Kutipan Teks:
.....

Anak
adalah suatu potensi tumbuh kembang suatu bangsa di masa depan, yang
memiliki sifat dan ciri khusus. Kekhususan ini terletak pada sikap dan
perilakunya di dalam memahami dunia, yang mesti dihadapinya. Oleh
karenanya Anak patut diberi perlindungan secara khusus oleh negara
dengan Undang-Undang. Perkembangan jaman, dan kebutuhan akan
perlindungan anak yang semakin besar mendesak kita untuk memikirkan
secara lebih, akan hak-hak anak karena di bahu merekalah, masa depan
dunia tersandang.
Isi UU Peradilan Anak No. 3 Tahun 1997:
- Batas usia Anak yang diatur dalam peradilan anak adalah 8 hingga 18 tahun Pelaku tindak pidana anak di bawah usia 8 tahun diatur dalam Undang-Undang Peradilan Anak: “Akan diproses penyidikannya, namun dapat diserahkan kembali pada ortunya atau bila tidak dapat dibina lagi diserahkan pada Dep Sosial. “
- Aparat hukum yang menjalankan proses peradilan anak adalah aparat hukum yang mengerti masalah anak terdiri dari Penyidik anak, Penuntut Umum anak, Hakim anak, Hakim Banding anak dan Hakim Kasasi anak.

.....

Data yang diambil dari sebuah koleksi

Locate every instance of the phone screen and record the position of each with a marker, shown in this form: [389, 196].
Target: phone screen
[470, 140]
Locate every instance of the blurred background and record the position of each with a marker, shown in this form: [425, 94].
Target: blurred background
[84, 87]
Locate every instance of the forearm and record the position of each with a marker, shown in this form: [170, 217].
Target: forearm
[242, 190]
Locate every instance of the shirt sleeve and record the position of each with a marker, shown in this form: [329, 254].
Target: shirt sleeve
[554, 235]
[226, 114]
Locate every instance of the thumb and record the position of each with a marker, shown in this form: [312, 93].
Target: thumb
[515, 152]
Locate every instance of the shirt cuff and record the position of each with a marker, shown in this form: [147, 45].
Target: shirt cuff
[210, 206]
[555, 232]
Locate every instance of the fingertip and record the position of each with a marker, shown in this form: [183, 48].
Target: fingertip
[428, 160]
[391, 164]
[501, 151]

.....

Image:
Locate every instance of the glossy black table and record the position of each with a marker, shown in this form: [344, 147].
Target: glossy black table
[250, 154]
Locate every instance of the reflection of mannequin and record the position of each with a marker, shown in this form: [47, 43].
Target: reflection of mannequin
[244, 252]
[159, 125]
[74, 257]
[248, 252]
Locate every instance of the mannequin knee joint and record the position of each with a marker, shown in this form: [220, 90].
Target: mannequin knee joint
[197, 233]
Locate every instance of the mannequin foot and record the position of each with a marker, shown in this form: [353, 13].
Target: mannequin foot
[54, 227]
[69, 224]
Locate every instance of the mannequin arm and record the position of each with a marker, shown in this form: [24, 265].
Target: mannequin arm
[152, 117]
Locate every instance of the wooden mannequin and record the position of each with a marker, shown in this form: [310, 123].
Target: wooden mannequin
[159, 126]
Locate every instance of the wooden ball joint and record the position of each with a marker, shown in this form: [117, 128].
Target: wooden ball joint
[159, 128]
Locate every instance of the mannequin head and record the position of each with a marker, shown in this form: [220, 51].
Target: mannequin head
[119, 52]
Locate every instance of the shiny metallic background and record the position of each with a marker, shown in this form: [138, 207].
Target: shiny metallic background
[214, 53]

.....

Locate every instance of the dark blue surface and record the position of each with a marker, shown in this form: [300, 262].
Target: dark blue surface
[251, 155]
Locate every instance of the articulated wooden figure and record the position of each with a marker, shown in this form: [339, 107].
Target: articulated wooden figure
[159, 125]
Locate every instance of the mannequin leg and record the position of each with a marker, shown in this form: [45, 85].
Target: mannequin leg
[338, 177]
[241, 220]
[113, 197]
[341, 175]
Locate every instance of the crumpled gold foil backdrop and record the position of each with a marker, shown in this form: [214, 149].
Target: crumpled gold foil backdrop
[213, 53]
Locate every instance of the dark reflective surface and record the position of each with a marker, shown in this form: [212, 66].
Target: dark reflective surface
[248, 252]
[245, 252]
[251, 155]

.....

Tujuan A:
Salin bagian teks tentang perlindungan anak tanpa perubahan apa pun. Mulailah dari kata-kata yang memuat "Isi UU Peradilan", lalu berhentilah setelah "Hakim Kasasi anak.".
Tujuan B:
Ringkaslah teks tentang perlindungan anak dalam dua kalimat.

Jawaban Benar A:
Isi UU Peradilan Anak No. 3 Tahun 1997:
- Batas usia Anak yang diatur dalam peradilan anak adalah 8 hingga 18 tahun Pelaku tindak pidana anak di bawah usia 8 tahun diatur dalam Undang-Undang Peradilan Anak: “Akan diproses penyidikannya, namun dapat diserahkan kembali pada ortunya atau bila tidak dapat dibina lagi diserahkan pada Dep Sosial. “
- Aparat hukum yang menjalankan proses peradilan anak adalah aparat hukum yang mengerti masalah anak terdiri dari Penyidik anak, Penuntut Umum anak, Hakim anak, Hakim Banding anak dan Hakim Kasasi anak.

Jawaban Benar B:
Anak memiliki sifat dan ciri khusus sebagai potensi tumbuh kembang bangsa di masa depan, sehingga patut diberi perlindungan secara khusus oleh negara dengan undang-undang. UU Peradilan Anak No. 3 Tahun 1997 menetapkan batas usia anak dalam peradilan anak, yaitu 8 hingga 18 tahun, dan proses peradilannya dijalankan oleh aparat hukum yang mengerti masalah anak.